[BEGIN Extracted records]
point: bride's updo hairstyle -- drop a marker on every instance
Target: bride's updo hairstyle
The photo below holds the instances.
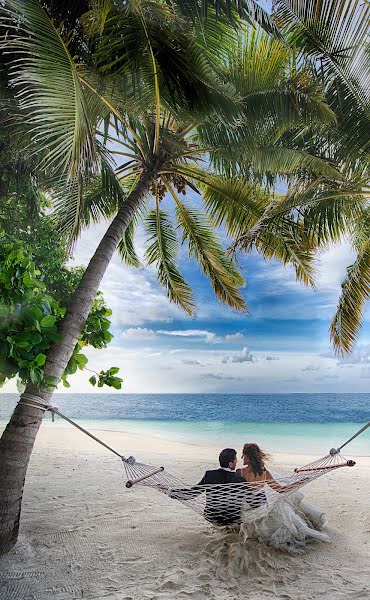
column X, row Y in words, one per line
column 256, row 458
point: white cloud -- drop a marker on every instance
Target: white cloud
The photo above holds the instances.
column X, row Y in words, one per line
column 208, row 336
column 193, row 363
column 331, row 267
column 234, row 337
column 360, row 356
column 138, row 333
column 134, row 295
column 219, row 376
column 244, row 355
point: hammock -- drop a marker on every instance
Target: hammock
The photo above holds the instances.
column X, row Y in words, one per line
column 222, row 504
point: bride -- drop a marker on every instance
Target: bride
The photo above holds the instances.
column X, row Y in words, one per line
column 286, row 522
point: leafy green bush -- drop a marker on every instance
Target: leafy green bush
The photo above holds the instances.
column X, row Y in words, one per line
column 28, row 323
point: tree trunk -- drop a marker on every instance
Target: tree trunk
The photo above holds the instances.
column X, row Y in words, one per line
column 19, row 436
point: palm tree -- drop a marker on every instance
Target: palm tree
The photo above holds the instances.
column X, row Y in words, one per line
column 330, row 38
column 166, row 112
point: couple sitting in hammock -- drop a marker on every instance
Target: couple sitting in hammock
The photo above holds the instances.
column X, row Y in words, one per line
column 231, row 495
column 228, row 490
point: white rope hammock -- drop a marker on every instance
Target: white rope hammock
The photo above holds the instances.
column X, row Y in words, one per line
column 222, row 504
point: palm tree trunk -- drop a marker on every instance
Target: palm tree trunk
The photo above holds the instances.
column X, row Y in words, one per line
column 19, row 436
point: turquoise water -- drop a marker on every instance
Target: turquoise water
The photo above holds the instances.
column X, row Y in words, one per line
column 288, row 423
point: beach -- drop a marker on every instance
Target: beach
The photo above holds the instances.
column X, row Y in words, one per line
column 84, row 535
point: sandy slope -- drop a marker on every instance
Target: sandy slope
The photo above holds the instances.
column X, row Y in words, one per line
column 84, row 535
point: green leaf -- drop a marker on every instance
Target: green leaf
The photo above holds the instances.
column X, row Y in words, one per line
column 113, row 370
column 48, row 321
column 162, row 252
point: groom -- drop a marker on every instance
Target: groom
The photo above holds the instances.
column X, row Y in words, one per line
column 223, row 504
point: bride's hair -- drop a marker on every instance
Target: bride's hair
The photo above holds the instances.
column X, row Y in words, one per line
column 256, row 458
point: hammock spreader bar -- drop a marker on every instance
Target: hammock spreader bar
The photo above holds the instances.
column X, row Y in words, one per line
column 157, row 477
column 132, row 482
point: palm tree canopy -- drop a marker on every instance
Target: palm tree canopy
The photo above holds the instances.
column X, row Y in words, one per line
[END Extracted records]
Your instructions: Copy the lines of the records above word for word, beginning at the line that has "point: sandy slope" and stopping after the line that has "column 162, row 252".

Solution to this exercise:
point: sandy slope -- drop a marker on every instance
Target: sandy slope
The photo above holds the instances.
column X, row Y in words, one per line
column 84, row 535
point: green leaf -- drop a marker on every instance
Target: green leaf
The photo above holds the instances.
column X, row Y in words, one per line
column 113, row 370
column 48, row 321
column 162, row 252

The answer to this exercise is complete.